Stated task —
Give a verbatim quotation of every record.

Records for the task —
§

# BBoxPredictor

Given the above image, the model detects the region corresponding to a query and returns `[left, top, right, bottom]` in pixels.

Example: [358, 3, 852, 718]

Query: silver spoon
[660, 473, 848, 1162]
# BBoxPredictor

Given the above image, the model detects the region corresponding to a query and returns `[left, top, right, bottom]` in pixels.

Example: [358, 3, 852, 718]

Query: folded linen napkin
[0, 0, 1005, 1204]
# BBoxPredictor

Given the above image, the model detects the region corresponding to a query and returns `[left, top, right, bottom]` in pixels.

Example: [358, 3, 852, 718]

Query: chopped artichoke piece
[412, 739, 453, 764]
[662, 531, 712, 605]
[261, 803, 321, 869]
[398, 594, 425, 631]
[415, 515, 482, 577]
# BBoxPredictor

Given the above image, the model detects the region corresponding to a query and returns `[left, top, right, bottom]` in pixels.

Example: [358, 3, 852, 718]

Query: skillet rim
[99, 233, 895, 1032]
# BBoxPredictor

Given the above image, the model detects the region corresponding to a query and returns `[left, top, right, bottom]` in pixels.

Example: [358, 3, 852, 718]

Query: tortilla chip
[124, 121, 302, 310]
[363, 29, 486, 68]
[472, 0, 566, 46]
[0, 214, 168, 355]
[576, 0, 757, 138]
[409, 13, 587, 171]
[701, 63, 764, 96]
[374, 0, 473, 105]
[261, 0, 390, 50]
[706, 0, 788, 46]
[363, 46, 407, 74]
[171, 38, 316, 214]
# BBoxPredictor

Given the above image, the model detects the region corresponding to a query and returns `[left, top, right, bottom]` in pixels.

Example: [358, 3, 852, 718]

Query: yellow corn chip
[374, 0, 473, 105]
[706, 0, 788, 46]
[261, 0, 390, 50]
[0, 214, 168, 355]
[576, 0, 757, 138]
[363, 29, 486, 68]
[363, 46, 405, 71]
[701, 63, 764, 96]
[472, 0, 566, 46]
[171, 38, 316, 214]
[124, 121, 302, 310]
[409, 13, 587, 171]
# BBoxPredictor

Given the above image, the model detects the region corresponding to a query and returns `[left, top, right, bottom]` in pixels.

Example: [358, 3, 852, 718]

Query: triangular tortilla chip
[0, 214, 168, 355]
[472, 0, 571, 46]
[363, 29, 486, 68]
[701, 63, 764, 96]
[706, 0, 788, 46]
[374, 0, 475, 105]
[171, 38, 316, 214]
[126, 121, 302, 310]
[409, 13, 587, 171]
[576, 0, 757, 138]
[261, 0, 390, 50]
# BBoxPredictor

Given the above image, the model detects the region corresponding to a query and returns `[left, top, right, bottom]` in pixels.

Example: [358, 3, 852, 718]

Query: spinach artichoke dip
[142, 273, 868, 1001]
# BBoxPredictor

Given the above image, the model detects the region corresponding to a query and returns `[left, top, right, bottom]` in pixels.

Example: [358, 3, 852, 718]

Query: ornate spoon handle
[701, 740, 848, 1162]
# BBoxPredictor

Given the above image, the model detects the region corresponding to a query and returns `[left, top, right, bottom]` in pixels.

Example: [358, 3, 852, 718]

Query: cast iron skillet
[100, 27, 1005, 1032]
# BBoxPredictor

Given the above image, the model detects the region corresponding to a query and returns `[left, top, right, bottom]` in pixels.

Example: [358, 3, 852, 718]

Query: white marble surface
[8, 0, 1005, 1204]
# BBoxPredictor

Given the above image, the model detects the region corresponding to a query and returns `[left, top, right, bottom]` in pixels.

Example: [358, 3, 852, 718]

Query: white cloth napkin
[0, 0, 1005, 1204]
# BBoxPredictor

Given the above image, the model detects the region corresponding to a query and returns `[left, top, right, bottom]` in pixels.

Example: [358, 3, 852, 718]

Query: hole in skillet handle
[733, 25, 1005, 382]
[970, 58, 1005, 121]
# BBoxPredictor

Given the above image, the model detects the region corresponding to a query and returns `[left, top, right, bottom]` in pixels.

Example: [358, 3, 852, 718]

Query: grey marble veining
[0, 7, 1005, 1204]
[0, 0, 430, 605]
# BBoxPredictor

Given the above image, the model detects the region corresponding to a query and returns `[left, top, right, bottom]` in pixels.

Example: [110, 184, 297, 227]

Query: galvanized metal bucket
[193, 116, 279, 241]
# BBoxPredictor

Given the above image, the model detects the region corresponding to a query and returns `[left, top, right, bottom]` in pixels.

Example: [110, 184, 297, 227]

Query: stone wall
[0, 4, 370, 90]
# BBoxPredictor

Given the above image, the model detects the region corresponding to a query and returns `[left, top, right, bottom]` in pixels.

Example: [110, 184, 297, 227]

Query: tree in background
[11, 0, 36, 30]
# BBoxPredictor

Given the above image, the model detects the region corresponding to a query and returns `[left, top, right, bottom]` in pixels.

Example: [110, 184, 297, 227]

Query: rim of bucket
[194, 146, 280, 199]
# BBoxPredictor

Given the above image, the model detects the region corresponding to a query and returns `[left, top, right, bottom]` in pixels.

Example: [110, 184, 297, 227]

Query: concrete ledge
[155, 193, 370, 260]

§

In response —
# BBoxPredictor

Given the above image, the model detects the region corresponding to a query and returns `[left, top, right, bottom]` in pixels.

Example: [358, 3, 852, 718]

Query: silver spoon
[660, 473, 848, 1162]
# BBoxPredictor

Given the above image, the model detects the region corresponding to a query and returns `[left, top, right, bottom]` in pixels.

Example: [358, 3, 852, 718]

Query: folded linen napkin
[0, 0, 1005, 1204]
# BBoxPredictor

Given the above image, the model detects the region corresponding to a query and returns `[left, top, right, bottom]` in pixels.

Example: [358, 3, 852, 718]

Query: chopped artichoke piece
[412, 739, 453, 764]
[662, 531, 712, 605]
[261, 803, 321, 869]
[398, 594, 425, 631]
[415, 515, 482, 577]
# BBoxPredictor

Given the above image, the model detects the region corresponding to a query and returns `[left, top, right, bottom]` in pixels.

Example: [358, 3, 852, 718]

Query: skillet rim
[99, 233, 895, 1032]
# BBoxPredictor

Given the above image, the model detects the region corresponding to a query and returns `[left, top, right, bottom]` in pixels.

Example: [358, 3, 852, 718]

Query: tortilla chip
[124, 121, 302, 310]
[363, 29, 486, 68]
[472, 0, 566, 46]
[0, 214, 168, 355]
[576, 0, 757, 138]
[409, 13, 587, 171]
[701, 63, 764, 96]
[374, 0, 473, 105]
[261, 0, 390, 50]
[706, 0, 788, 46]
[363, 46, 407, 74]
[171, 38, 316, 214]
# BBoxPredictor

Given the above image, the model detects the region corresponding to a query and returns `[left, top, right, bottom]` in pixels.

Example: [358, 3, 852, 718]

Query: yellow corn chip
[374, 0, 473, 105]
[706, 0, 788, 46]
[261, 0, 390, 50]
[0, 214, 168, 355]
[576, 0, 757, 138]
[363, 29, 486, 68]
[363, 46, 405, 71]
[701, 63, 764, 96]
[472, 0, 566, 46]
[171, 38, 316, 214]
[124, 121, 302, 310]
[409, 13, 587, 171]
# BBoxPredictor

Given the above image, the model detects the region corresponding to a query and returns `[left, top, right, bottom]` in pixels.

Example: [358, 3, 852, 718]

Query: triangular tortilla chip
[0, 214, 168, 355]
[472, 0, 571, 46]
[363, 29, 486, 68]
[701, 63, 764, 96]
[706, 0, 788, 46]
[374, 0, 475, 105]
[171, 38, 316, 214]
[126, 121, 302, 310]
[409, 13, 587, 171]
[576, 0, 757, 138]
[261, 0, 390, 50]
# BBoxPredictor

Given the above image, the model detects the region corresponding to a query and returns `[left, top, right, bottom]` in pixels.

Example: [358, 3, 852, 718]

Query: spinach artichoke dip
[142, 273, 868, 1001]
# BBoxPredictor

Given the above image, the model detects the region corresponding to a query and returns `[left, top, right, bottom]` in pixels.

Example: [358, 3, 852, 718]

Query: ornate spoon handle
[701, 740, 848, 1162]
# BBoxPredictor

Given the above image, the model detects the region corresponding to a query and returns `[left, top, right, bottom]` in pixels.

Example: [358, 3, 852, 718]

Query: cast iron skillet
[100, 27, 1005, 1032]
# BBoxPredictor

Given the above image, the model detects the region corresponding to a query and returns `[left, top, right, bottom]` in pixels.

Example: [358, 3, 852, 718]

Query: white marble surface
[8, 0, 1005, 1204]
# BBoxPredictor

Given the above image, the model detects the region corresponding to a query and returns `[left, top, right, bottom]` in pixels.

Example: [358, 3, 852, 718]

Query: white cloth napkin
[0, 0, 1005, 1204]
# BBoxPredictor

Given the above image, the model detects the region corresponding to a query and returns `[left, top, right, bottom]` in pixels.

Example: [358, 3, 852, 718]

Query: hole in skillet handle
[733, 25, 1005, 382]
[970, 58, 1005, 121]
# BBoxPredictor

Given the above image, the model detects the region corresponding to a query and returns `[left, top, right, bottom]` in pixels.

Example: [358, 3, 852, 718]

Query: grey marble veining
[0, 7, 1005, 1204]
[0, 0, 430, 605]
# BBoxPredictor

Given the above image, the model detects the region corresponding to a query and returns `[left, top, right, bottom]` in pixels.

Example: [110, 184, 297, 227]

Query: galvanized metal bucket
[193, 116, 279, 241]
# BBoxPredictor

Given the above image, the model detects the region corresponding to a query and returns `[left, top, right, bottom]` in pixels.

Example: [110, 184, 297, 227]

Query: stone wall
[0, 4, 370, 90]
# BBoxPredictor

Given the above image, the model detects the region corresponding to a query and returns `[left, top, right, bottom]` in pixels.

Example: [110, 184, 297, 227]

Query: tree in background
[11, 0, 36, 30]
# BBoxPredictor

Given the above image, the model detects the region corresponding to a query and returns `[left, top, right, bottom]` in pixels.

Example: [110, 184, 297, 227]

Query: rim of bucket
[194, 146, 280, 199]
# BBoxPredictor

Given the above image, the model detects the region corresponding to a query and returns `[left, top, right, bottom]` in pixels.

Example: [110, 184, 297, 227]

Query: concrete ledge
[155, 193, 370, 260]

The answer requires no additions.